■ **Required work**:
(a) In the text on Atgam®, what category of immunosuppressants does the drug belong to?
(b) Which settings does the text on Atgam® name as places where the medication may be given?

■ **Excerpt provided**:
-- Opening Marker --
Atgam® is a prescription drug commonly used in treating kidney transplant patients. This medication works to suppress a patient’s immune system and prevent it from rejecting a donated kidney. A doctor may prescribe Atgam® by itself or with a combination of drugs for the purpose of suppressing organ rejection. Additionally, it may be prescribed for the treatment of patients who have a condition called aplastic anemia, which is a type of blood disorder.
There are different types of immunosuppressants that may be used in treating a patient who has undergone a kidney transplant. Atgam® is in the category of immunosuppressants that are lymphocyte-selective. This means they work by impairing blood cells referred to as T lymphocytes. These cells are part of a patient’s immune system and could ordinarily contribute to the rejection of a patient’s new kidney by attacking what the cells perceive to be a foreign invader.
Patients do not usually have to worry about taking Atgam® on their own. A doctor or other medical care professional usually injects this medication while the patient is in a hospital or health care clinic. A medical professional may also administer it in a doctor’s office.
-- Closing Marker --
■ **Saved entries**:
-- Opening Marker --
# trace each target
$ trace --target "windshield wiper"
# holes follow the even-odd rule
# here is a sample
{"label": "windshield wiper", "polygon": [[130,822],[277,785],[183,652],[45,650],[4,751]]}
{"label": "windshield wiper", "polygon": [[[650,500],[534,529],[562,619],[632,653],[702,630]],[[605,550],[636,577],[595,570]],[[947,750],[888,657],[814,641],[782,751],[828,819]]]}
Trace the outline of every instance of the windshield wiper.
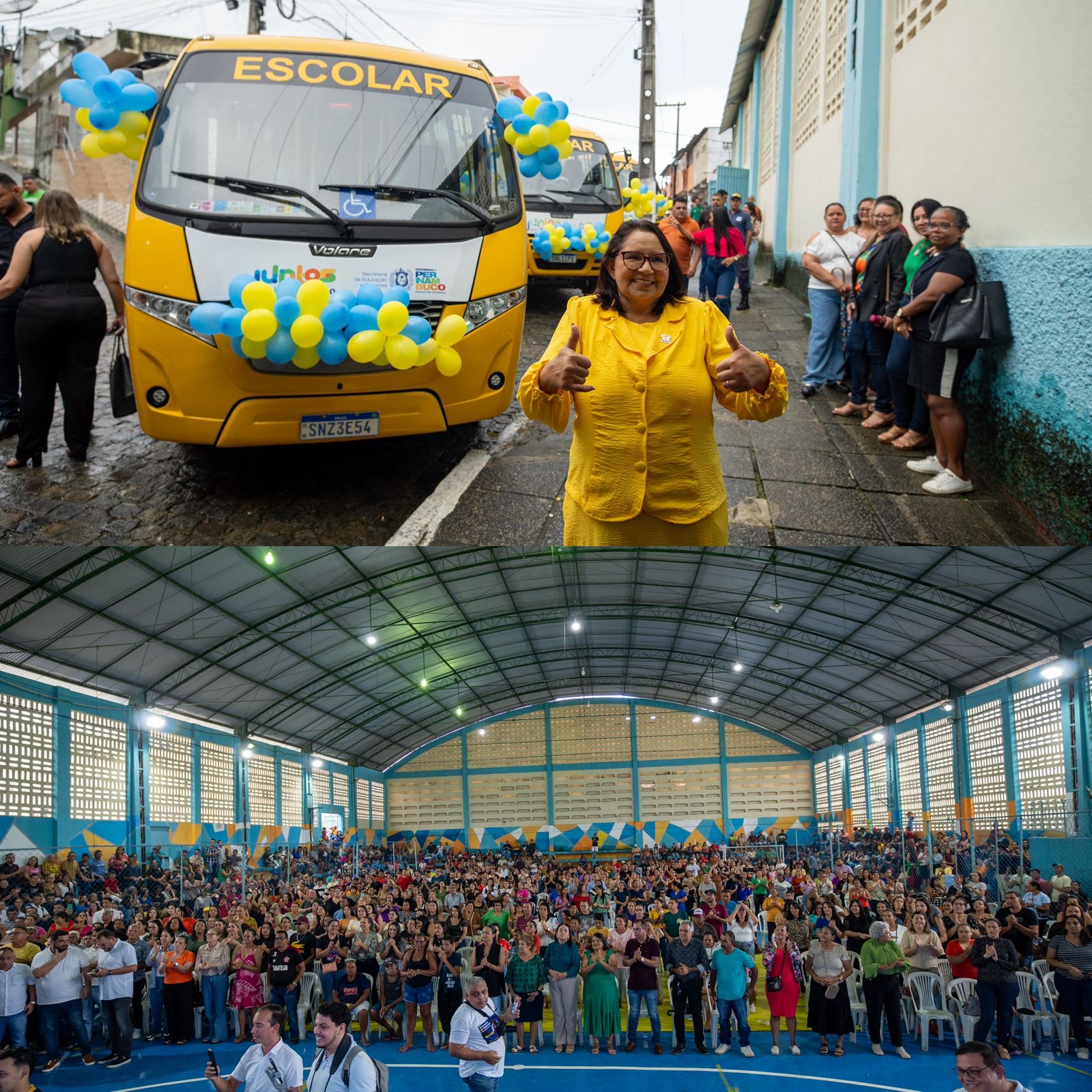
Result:
{"label": "windshield wiper", "polygon": [[188,178],[193,182],[215,182],[217,186],[223,186],[224,189],[230,190],[233,193],[249,193],[251,197],[261,197],[262,194],[280,197],[285,199],[285,204],[304,209],[306,205],[300,204],[299,201],[288,200],[288,198],[294,197],[300,198],[307,202],[307,205],[317,209],[330,223],[334,224],[342,235],[351,236],[353,234],[353,228],[337,213],[328,209],[317,198],[311,197],[307,190],[296,189],[295,186],[282,186],[280,182],[259,182],[250,178],[233,178],[230,175],[197,175],[189,170],[173,170],[171,174],[177,175],[179,178]]}
{"label": "windshield wiper", "polygon": [[320,190],[364,190],[366,193],[396,193],[408,198],[446,198],[454,202],[460,209],[465,209],[472,216],[482,221],[488,227],[496,227],[497,222],[482,212],[473,201],[467,201],[461,193],[452,193],[450,190],[427,190],[418,189],[416,186],[320,186]]}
-- Closing Marker --
■ **Outputs by task**:
(a) Lymphocyte-selective immunosuppressants.

(b) A hospital, a health care clinic, and a doctor's office.